*Written exercise*. Reproduce each of the following rows verbatim, omitting the pictures from your output.

*Material for the task*.
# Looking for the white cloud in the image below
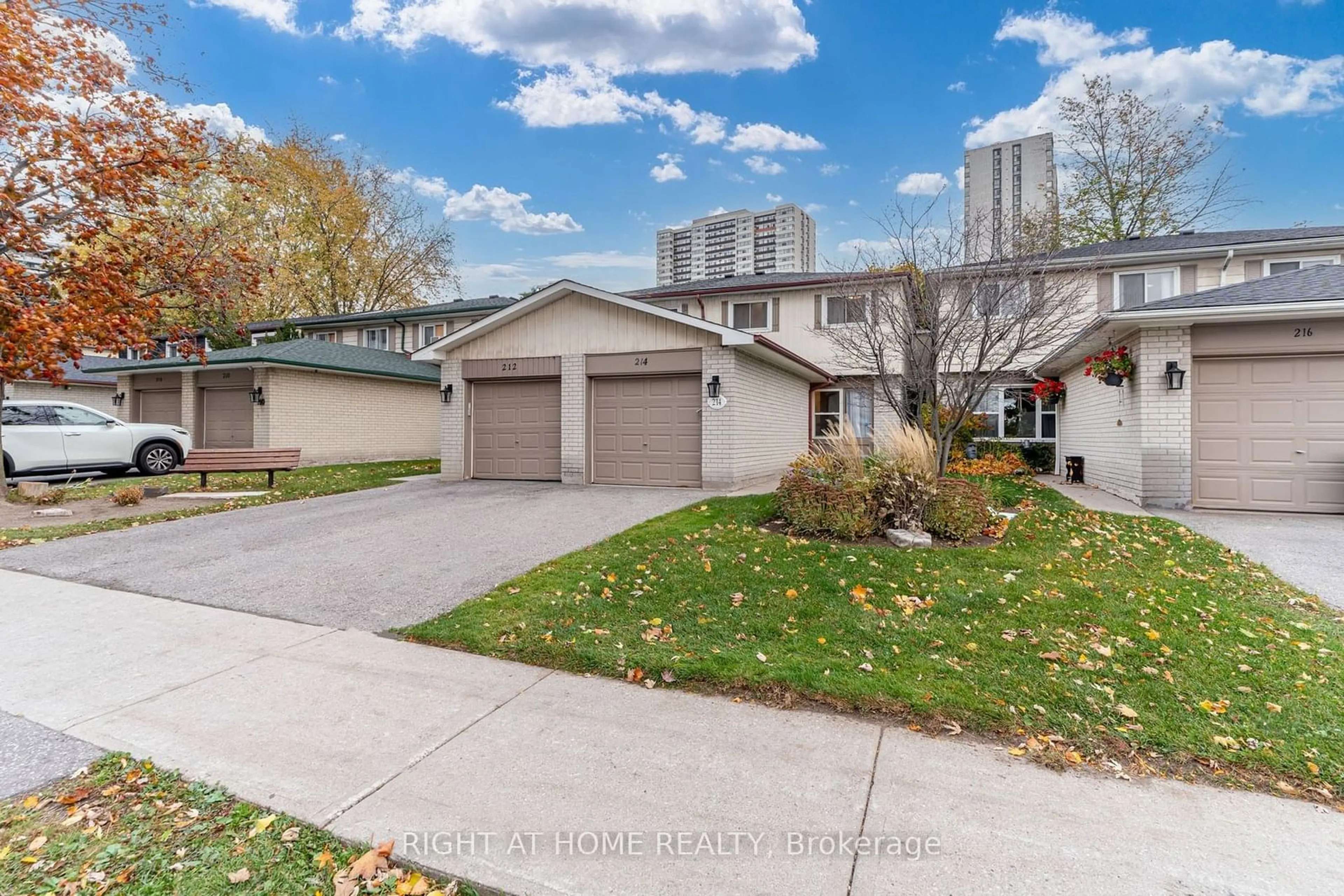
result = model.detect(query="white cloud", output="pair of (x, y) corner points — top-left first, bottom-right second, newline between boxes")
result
(443, 184), (583, 237)
(341, 0), (817, 74)
(724, 124), (827, 152)
(204, 0), (298, 34)
(742, 156), (785, 176)
(966, 9), (1344, 148)
(896, 172), (947, 196)
(175, 102), (269, 144)
(546, 251), (657, 270)
(392, 168), (449, 200)
(649, 152), (685, 184)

*Final result*.
# Looking for the white cloud in the image below
result = model.detect(query="white cloud", output="pair of (x, y) corner points — top-left first, bottom-right second, newline between boxes")
result
(443, 184), (583, 237)
(341, 0), (817, 74)
(724, 124), (827, 152)
(204, 0), (298, 34)
(742, 156), (785, 176)
(966, 9), (1344, 148)
(896, 172), (947, 196)
(175, 102), (269, 144)
(546, 251), (657, 270)
(392, 168), (449, 200)
(649, 152), (685, 184)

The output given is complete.